▽
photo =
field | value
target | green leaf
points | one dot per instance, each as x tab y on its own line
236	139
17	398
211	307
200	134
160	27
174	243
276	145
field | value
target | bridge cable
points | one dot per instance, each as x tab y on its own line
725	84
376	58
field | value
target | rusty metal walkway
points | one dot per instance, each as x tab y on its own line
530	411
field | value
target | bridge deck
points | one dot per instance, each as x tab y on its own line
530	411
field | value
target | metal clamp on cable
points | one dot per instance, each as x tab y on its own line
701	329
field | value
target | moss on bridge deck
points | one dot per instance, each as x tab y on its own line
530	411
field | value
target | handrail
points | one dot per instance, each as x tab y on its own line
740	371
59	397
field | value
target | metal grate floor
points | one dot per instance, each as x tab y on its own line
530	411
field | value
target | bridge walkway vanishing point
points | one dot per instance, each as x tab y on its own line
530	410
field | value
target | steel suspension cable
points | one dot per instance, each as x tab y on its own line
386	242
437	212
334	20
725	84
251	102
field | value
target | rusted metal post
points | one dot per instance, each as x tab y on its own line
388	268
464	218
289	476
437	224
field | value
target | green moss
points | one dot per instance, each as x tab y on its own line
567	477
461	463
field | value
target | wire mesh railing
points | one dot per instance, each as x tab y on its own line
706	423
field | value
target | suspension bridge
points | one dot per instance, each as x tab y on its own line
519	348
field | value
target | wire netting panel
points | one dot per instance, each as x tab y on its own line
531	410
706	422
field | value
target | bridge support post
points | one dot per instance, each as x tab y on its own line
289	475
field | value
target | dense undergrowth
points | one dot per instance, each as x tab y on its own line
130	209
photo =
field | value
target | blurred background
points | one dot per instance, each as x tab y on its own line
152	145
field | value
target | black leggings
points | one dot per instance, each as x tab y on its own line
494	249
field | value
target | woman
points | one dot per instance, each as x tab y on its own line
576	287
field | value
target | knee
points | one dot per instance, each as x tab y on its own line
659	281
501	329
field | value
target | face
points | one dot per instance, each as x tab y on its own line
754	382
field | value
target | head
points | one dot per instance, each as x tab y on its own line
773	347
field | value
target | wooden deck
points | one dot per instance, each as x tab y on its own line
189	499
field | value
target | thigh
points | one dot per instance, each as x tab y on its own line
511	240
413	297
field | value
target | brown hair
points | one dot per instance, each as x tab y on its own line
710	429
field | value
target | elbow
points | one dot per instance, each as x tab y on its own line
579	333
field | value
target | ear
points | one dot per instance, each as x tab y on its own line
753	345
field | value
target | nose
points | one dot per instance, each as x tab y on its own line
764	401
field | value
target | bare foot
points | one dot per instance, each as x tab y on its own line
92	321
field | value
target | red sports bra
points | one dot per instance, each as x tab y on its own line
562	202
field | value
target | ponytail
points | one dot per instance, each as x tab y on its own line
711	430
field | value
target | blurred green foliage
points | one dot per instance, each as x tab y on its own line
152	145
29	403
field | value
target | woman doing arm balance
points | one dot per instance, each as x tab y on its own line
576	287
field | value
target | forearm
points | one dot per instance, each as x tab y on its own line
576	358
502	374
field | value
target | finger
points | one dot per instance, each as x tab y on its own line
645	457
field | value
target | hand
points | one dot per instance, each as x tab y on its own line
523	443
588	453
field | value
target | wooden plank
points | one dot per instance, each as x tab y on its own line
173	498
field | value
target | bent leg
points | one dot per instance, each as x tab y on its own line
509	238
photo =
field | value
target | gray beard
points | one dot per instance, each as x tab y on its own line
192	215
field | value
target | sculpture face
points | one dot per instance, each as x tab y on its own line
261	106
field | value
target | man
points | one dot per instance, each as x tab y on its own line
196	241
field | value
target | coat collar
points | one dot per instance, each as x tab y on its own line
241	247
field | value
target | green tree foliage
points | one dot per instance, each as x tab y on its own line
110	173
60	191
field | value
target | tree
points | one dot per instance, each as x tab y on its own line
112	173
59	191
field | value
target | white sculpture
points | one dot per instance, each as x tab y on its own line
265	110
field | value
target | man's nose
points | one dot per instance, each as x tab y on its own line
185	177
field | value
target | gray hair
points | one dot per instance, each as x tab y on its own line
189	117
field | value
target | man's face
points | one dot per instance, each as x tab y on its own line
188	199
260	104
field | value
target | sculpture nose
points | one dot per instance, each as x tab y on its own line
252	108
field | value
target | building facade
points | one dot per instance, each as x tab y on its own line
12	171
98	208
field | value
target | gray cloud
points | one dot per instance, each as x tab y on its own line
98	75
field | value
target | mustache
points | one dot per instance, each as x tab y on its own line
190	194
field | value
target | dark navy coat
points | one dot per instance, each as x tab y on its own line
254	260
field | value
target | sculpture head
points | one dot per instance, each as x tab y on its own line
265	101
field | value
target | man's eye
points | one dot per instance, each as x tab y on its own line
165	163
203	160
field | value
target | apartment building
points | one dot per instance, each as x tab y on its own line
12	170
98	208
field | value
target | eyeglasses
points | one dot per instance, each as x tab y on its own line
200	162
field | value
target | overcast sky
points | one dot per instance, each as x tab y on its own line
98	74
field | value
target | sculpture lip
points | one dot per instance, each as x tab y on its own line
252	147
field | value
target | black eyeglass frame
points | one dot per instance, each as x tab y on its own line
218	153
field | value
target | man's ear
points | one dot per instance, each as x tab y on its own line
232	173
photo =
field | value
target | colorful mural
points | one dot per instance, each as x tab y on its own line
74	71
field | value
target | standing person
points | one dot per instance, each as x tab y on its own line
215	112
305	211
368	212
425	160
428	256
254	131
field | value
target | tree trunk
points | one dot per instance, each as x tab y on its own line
△
- [WHAT IS BEING ASKED]
Only the number is wanted: how many lines of the material contain the word "post"?

- [REPLY]
2